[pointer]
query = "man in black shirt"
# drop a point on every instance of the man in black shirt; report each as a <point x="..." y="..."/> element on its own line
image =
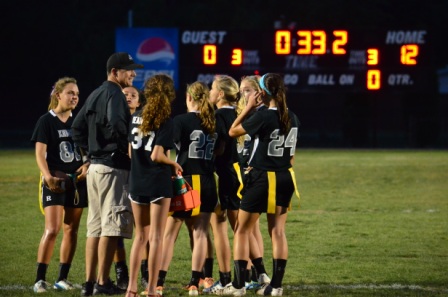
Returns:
<point x="101" y="129"/>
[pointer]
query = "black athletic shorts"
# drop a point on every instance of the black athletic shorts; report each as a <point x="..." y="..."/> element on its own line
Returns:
<point x="66" y="199"/>
<point x="264" y="190"/>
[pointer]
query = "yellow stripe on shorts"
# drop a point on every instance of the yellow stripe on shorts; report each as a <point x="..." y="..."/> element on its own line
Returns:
<point x="39" y="196"/>
<point x="196" y="184"/>
<point x="272" y="186"/>
<point x="237" y="168"/>
<point x="296" y="189"/>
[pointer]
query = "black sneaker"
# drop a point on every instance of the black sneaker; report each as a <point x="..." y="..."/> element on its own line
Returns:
<point x="87" y="289"/>
<point x="109" y="288"/>
<point x="122" y="276"/>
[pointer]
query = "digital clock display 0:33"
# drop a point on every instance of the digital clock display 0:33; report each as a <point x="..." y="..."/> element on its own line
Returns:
<point x="311" y="60"/>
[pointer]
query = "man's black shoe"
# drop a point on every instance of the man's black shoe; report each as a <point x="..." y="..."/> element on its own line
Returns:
<point x="109" y="288"/>
<point x="122" y="276"/>
<point x="87" y="289"/>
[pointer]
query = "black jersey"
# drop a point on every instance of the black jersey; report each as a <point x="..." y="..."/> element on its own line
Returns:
<point x="245" y="148"/>
<point x="194" y="147"/>
<point x="225" y="116"/>
<point x="146" y="173"/>
<point x="62" y="154"/>
<point x="271" y="151"/>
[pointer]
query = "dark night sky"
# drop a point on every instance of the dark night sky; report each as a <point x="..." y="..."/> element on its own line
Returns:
<point x="44" y="40"/>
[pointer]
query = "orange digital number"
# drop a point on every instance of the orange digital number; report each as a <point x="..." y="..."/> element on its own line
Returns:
<point x="372" y="56"/>
<point x="282" y="42"/>
<point x="319" y="43"/>
<point x="373" y="79"/>
<point x="341" y="39"/>
<point x="237" y="57"/>
<point x="304" y="42"/>
<point x="209" y="54"/>
<point x="408" y="54"/>
<point x="315" y="42"/>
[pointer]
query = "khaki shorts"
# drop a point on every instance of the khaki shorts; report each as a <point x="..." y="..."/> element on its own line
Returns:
<point x="110" y="212"/>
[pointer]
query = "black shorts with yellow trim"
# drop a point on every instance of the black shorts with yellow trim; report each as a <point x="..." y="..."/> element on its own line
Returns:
<point x="228" y="188"/>
<point x="72" y="197"/>
<point x="206" y="186"/>
<point x="264" y="190"/>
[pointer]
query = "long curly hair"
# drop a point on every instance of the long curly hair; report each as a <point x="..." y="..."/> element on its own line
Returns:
<point x="276" y="86"/>
<point x="229" y="86"/>
<point x="253" y="81"/>
<point x="200" y="92"/>
<point x="159" y="93"/>
<point x="58" y="87"/>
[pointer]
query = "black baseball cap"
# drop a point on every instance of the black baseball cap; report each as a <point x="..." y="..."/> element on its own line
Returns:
<point x="122" y="60"/>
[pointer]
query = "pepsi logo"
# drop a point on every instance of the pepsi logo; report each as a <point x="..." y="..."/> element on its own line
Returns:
<point x="156" y="49"/>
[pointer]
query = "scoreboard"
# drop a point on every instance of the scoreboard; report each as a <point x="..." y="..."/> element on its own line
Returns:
<point x="311" y="59"/>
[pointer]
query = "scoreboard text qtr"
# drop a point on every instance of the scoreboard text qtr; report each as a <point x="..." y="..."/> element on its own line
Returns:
<point x="404" y="48"/>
—————
*Goal*. Quote the data above in full, leaving out the pictures it holds.

*Reply*.
[pointer]
query = "man in black shirt"
# drop a point on every instance of the man in black shirt; report each as a <point x="..." y="..."/> element on its own line
image =
Returns:
<point x="101" y="129"/>
[pointer]
query = "black athletic shorts"
# drop a point on every instance of the black athletic shorts; report each as a <point x="..." y="..."/> element on its own line
Returns:
<point x="66" y="199"/>
<point x="264" y="190"/>
[pointer]
query = "yellow stripe on shorts"
# drop a point on every instance of the yellow stripe on shorts; report each as a <point x="..." y="..."/> element on its own line
Returns:
<point x="39" y="196"/>
<point x="196" y="184"/>
<point x="272" y="186"/>
<point x="237" y="168"/>
<point x="296" y="189"/>
[pointer]
query = "black sneaker"
# drop a point on every instance of the black sneaker; report each as a <point x="..." y="..."/> element on its own line
Returns:
<point x="87" y="289"/>
<point x="109" y="288"/>
<point x="122" y="276"/>
[pointer]
query = "digital clock display 0:33"
# drop a point on every instance of the digital clock display 0:33; report each as a <point x="..." y="..."/> element on its own line
Returns:
<point x="311" y="60"/>
[pointer]
query = "man's black shoe"
# drop a point on every instance of the man's black shoe; report each as a <point x="..." y="..."/> element on its own line
Returns:
<point x="109" y="288"/>
<point x="122" y="276"/>
<point x="87" y="289"/>
[pointer]
query = "black jersey"
# drop a point on every instance of the black jersey; report each as a <point x="..." y="..."/> element on its own line
Returns:
<point x="245" y="148"/>
<point x="194" y="147"/>
<point x="225" y="116"/>
<point x="146" y="173"/>
<point x="62" y="154"/>
<point x="271" y="151"/>
[pointer]
query = "dark night sky"
# drop a point on every instance of the dark night sky; report each as a <point x="..." y="..."/> element on its own line
Returns:
<point x="44" y="40"/>
[pointer]
query = "orange digital number"
# drop a point on every instance of the orange digital number; report each as a <point x="..." y="..."/> element on its own line
Returns:
<point x="372" y="56"/>
<point x="282" y="42"/>
<point x="319" y="43"/>
<point x="373" y="79"/>
<point x="341" y="39"/>
<point x="237" y="57"/>
<point x="304" y="42"/>
<point x="209" y="54"/>
<point x="408" y="54"/>
<point x="315" y="42"/>
[pointer]
query = "khaki shorts"
# drop a point on every instance of the khaki shorts; report each as a <point x="..." y="..."/> element on its own line
Returns:
<point x="110" y="212"/>
[pointer]
query = "black shorts with yellow trim"
# drop a point on every instance of the black shorts with yellow trim; report each as a <point x="..." y="..."/> element on its own line
Returns:
<point x="228" y="188"/>
<point x="72" y="197"/>
<point x="206" y="186"/>
<point x="264" y="190"/>
[pointer]
query = "long curly hair"
# drop a point on every instance of the long curly hair; report each as a <point x="..." y="..."/> element on its own line
Returns:
<point x="276" y="86"/>
<point x="229" y="86"/>
<point x="253" y="81"/>
<point x="200" y="92"/>
<point x="159" y="93"/>
<point x="58" y="87"/>
[pointer]
query = "black baseball cap"
# drop a point on every instance of the black baseball cap; report each as a <point x="..." y="..."/> element on its own line
Returns:
<point x="122" y="60"/>
[pointer]
query = "pepsi logo"
# drop a point on every instance of the pepsi logo; report each as a <point x="..." y="..."/> element on its own line
Returns:
<point x="156" y="49"/>
[pointer]
query = "scoreboard"
# drop a point on every instance of the scoreboard; report each as a <point x="..." y="..."/> element on its own line
Returns:
<point x="311" y="59"/>
[pointer]
query = "scoreboard text qtr"
# drop a point on every instance of the scoreboard text qtr; report each as a <point x="..." y="..."/> element on its own line
Returns:
<point x="404" y="48"/>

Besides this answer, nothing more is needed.